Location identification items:

════════

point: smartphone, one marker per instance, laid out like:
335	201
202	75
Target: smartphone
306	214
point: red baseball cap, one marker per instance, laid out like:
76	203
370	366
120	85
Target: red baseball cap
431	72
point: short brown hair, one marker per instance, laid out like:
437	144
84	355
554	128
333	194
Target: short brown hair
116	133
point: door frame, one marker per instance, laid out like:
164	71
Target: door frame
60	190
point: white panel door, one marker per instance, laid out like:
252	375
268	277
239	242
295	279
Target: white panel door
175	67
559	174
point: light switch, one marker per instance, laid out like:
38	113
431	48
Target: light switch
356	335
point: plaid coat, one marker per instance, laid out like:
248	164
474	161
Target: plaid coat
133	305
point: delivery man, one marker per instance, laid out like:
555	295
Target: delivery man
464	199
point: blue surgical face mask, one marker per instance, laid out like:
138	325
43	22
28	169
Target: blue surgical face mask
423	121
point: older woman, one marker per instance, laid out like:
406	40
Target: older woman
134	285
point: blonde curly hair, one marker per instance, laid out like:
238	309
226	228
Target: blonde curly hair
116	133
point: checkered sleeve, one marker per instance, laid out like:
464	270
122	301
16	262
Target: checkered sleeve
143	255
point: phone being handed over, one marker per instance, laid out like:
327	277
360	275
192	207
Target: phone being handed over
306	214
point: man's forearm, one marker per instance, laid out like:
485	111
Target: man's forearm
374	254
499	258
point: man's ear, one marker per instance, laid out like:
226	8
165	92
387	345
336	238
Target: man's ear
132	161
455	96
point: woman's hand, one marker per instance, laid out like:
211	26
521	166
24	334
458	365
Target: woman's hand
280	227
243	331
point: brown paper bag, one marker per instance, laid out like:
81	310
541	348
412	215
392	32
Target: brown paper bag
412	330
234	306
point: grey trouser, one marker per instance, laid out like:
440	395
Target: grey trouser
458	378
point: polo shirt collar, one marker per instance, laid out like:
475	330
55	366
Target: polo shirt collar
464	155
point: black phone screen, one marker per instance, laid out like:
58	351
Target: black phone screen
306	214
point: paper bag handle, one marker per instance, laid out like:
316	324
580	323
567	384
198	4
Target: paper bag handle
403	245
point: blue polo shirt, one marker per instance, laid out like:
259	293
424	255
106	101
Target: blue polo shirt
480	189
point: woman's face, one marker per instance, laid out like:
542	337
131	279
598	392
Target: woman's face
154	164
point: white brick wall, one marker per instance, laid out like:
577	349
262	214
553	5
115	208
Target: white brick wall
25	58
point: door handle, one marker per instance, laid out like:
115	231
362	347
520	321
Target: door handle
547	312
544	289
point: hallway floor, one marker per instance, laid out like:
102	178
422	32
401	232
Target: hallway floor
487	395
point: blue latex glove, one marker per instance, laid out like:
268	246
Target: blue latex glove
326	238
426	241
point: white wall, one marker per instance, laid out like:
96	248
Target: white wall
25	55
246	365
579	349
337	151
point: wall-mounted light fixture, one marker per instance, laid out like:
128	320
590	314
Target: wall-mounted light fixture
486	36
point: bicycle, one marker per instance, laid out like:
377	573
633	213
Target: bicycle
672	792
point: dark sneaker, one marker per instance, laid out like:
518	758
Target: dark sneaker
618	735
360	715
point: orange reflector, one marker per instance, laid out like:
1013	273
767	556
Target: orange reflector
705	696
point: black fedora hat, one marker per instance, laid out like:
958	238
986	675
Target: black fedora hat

════════

From the preceding material, extract every line exactly.

point: smartphone, one marker per instance, laid out like:
335	201
202	75
Target: smartphone
306	214
point: red baseball cap, one marker per instance, laid out like:
76	203
370	366
120	85
Target: red baseball cap
431	72
point: short brown hair, one marker per instance, laid out like:
437	144
84	355
554	128
333	194
Target: short brown hair
116	133
point: door frame, one marker per instance, laid out like:
164	71
Target: door frame
60	190
point: white panel door, one marker per instance, laid out like:
252	375
268	277
239	242
295	279
Target: white panel door
175	67
559	174
point: light switch, one marker per instance, laid out like:
38	113
431	48
Target: light switch
356	335
point: plaid coat, one marker per instance, laid out like:
248	164
474	161
Target: plaid coat
133	305
point: delivery man, one marker per instance, laid out like:
555	295
Target: delivery man
464	199
point: blue surgical face mask, one marker per instance, laid out like:
138	325
43	22
28	169
Target: blue surgical face mask
423	121
point: older woman, one marker per instance, laid out like:
406	40
Target: older woman
134	285
point: blonde curly hair, one marker per instance, laid out like:
238	309
226	228
Target: blonde curly hair
116	133
point: checkered sleeve, one marker per instance, laid out like:
464	270
122	301
16	262
Target: checkered sleeve
143	255
point: phone being handed over, one marker per instance, laid out like:
327	277
360	275
192	207
Target: phone being handed over
306	214
point: man's forearm, one marker per instance, laid out like:
485	111
Target: man's forearm
374	254
499	258
point: man's ear, one marker per instance, laid out like:
226	8
165	92
387	345
336	238
Target: man's ear
132	161
455	96
point: woman's hand, one marker per instance, laid out like:
211	26
521	166
24	334
458	365
Target: woman's hand
280	227
243	331
point: brown paper bag, one marker per instance, laid out like:
81	310
541	348
412	215
392	32
Target: brown paper bag
412	330
234	306
point: grey trouser, one marker per instance, laid out like:
440	395
Target: grey trouser
458	378
point: polo shirt collar, one marker per instance, laid out like:
475	330
55	366
Target: polo shirt collar
464	155
point: black phone screen, one marker per instance, laid out like:
58	351
Target: black phone screen
306	214
point: paper bag handle, one marker per instance, laid out like:
316	324
580	323
567	384
198	4
Target: paper bag handle
403	245
point: blue polo shirt, one marker per instance, laid out like:
259	293
424	255
106	101
Target: blue polo shirt
480	189
point: woman's face, one marker per instance, laid out like:
542	337
131	279
598	392
Target: woman's face
154	164
point: white brick wall, one marker per instance, laid out like:
577	349
262	214
553	5
115	208
Target: white brick wall
25	58
point: door handle, one marker per instance, laid out like:
115	231
362	347
520	321
Target: door handle
547	312
544	289
point: hallway floor, one marker per instance, laid out like:
102	178
422	32
401	232
Target: hallway floor
487	395
point: blue latex glove, one marker per instance, laid out like:
268	246
Target: blue latex glove
326	238
426	241
point: white wall, one marker per instance, laid out like:
96	248
Target: white wall
25	55
246	365
579	349
337	151
point: wall-mounted light fixture, one marker per instance, laid out like:
128	320
590	314
Target: wall-mounted light fixture
486	36
point: bicycle, one marker per instance, laid out like:
377	573
633	213
Target: bicycle
672	792
point: dark sneaker, one marker per instance, laid out like:
518	758
Target: dark sneaker
618	735
360	715
point: orange reflector, one marker per instance, laid out like:
1013	273
767	556
Target: orange reflector
705	696
point: black fedora hat, one marker per instance, laid out like:
958	238
986	675
Target: black fedora hat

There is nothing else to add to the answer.